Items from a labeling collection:
begin
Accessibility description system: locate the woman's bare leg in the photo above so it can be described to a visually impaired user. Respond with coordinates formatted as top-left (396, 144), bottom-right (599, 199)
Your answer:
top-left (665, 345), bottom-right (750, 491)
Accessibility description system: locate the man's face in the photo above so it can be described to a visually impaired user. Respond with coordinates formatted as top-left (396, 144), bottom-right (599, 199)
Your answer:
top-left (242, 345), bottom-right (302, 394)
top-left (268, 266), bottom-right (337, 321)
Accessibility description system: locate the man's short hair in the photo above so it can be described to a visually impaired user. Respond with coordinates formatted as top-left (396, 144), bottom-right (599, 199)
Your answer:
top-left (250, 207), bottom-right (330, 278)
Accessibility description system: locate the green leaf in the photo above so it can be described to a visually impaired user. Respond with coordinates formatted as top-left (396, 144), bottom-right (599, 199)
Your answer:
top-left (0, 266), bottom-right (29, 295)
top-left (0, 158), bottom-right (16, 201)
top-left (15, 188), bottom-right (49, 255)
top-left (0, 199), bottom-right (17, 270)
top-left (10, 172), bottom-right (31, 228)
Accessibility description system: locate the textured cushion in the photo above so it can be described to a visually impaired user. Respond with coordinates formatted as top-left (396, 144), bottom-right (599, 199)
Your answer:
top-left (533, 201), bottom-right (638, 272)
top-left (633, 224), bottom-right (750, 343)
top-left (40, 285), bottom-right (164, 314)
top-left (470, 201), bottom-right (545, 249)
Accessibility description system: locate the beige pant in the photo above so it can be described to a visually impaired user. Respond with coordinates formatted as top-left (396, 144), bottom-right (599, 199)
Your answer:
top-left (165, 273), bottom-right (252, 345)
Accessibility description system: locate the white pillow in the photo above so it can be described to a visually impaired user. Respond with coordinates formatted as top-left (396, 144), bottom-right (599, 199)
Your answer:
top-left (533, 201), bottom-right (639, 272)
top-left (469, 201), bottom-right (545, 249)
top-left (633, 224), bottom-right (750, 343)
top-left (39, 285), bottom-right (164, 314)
end
begin
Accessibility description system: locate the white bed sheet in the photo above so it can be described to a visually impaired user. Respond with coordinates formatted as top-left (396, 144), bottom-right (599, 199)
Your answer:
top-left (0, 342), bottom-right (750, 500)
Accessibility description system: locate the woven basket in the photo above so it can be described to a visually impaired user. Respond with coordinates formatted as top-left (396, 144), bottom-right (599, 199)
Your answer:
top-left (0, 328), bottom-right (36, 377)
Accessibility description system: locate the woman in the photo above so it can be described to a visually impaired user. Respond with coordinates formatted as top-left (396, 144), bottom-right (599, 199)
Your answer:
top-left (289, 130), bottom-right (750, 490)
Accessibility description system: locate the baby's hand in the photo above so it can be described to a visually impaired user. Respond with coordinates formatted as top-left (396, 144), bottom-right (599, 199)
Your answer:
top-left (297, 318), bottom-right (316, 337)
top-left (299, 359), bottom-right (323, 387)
end
WRITTEN PROBLEM: Reproduce the part of the data that opens with the line containing "Accessibility description system: locate the textured" and closes with the line containing "top-left (165, 273), bottom-right (252, 345)", swapping "cushion" for "pillow" and leaving everything else unchanged.

RESULT:
Accessibility description system: locate the textured pillow in the photo above so it can be described to a visually impaired user. Respond with coordinates formatted as top-left (396, 144), bottom-right (599, 199)
Your answer:
top-left (533, 201), bottom-right (638, 272)
top-left (633, 224), bottom-right (750, 343)
top-left (40, 285), bottom-right (164, 314)
top-left (470, 201), bottom-right (545, 249)
Accessibility description system: locate the beige pant in the photo above so it can be described to a visually impaired user. Respond with coordinates formatted as top-left (396, 144), bottom-right (599, 199)
Your answer:
top-left (165, 273), bottom-right (252, 345)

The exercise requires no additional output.